---------- PASSAGE SHOWN ----------

DETROIT – For Pistons fans on the suburban fringe or in northern Michigan – or around the world – the impact of their move downtown is confined to the 41 home games plus playoff dates they’ll occupy Little Caesars Arena every season.
For the citizens of the city that put the world on wheels, the impact will be year round.
“There’s a line, ‘You can’t save Detroit; you have to be Detroit,’ ” Pistons vice chairman Arn Tellem said at Monday’s groundbreaking ceremony for what will become the team’s new headquarters and training facility – the Henry Ford Detroit Pistons Performance Center, in partnership with Henry Ford Health System – in the New Center area. “And that’s how we feel. That’s what the Pistons intend to be.”
When it’s completed, the Pistons will not only have a state-of-the-art practice facility drawing on the newest technologies and best industry practices, but also a new home for the team’s 200-plus employees on both the basketball and business sides.
And even that stops well short of what Pistons owner Tom Gores expects to become a catalyst for the revitalization of another neighborhood in the city’s comeback but also a place where the Pistons can extend their philanthropic reach.
“As a training facility, this will give us an edge, providing Stan (Van Gundy) and our players with the most advanced technology available to maximize their performance,” said Gores, who couldn’t attend the groundbreaking ceremony, in a prepared statement. “But when you look at the whole development and the unique partnership with Henry Ford, it’s so much more. We are bringing more jobs into the city and creating another catalyst for additional investment. It will be another cornerstone in the revitalization of the community.”
Tellem recalled an initial meeting with Gores and Mark Barnhill, a partner in Gores’ Platinum Equity firm, more than two years ago – as Gores was recruiting Tellem to lead the Pistons with an emphasis on his vision to utilize their platform to most effectively spur Detroit’s rebirth.
Barnhill began drawing concentric circles – business leaders, facilities, goals –
that painted an ambitious picture of what Gores wanted the Pistons to become.

---------- RAW DATA ----------

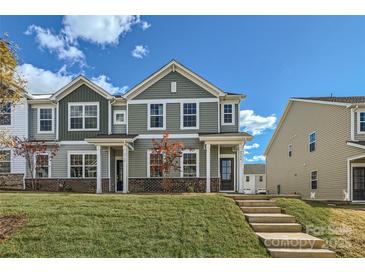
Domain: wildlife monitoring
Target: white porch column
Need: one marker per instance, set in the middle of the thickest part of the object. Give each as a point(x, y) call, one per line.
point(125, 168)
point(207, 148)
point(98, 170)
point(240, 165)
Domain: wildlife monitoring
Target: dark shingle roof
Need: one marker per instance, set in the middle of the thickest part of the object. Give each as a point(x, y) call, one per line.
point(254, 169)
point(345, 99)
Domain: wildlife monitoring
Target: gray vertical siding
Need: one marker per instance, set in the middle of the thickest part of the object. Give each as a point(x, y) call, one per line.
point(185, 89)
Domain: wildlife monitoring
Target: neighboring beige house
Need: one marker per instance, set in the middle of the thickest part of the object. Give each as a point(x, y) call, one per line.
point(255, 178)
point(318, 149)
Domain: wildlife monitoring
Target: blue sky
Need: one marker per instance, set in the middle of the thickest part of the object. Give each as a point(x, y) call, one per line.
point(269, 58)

----------
---------- RAW DATA ----------

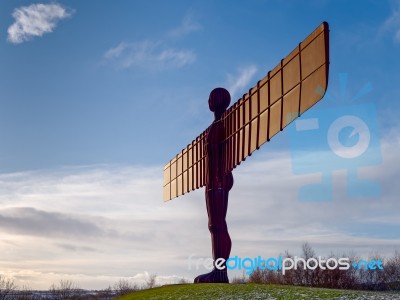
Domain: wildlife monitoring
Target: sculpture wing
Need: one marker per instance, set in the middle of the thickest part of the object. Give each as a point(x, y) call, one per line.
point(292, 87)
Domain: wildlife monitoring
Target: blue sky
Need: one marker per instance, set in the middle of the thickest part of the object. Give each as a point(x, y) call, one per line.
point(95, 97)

----------

WORK INSTRUCTION — In the article on the Pistons, find the stretch that starts with the words "DETROIT – For" and finishes with "be year round.". Reproduce it word for word.

REPLY TO THE TASK —
DETROIT – For Pistons fans on the suburban fringe or in northern Michigan – or around the world – the impact of their move downtown is confined to the 41 home games plus playoff dates they’ll occupy Little Caesars Arena every season.
For the citizens of the city that put the world on wheels, the impact will be year round.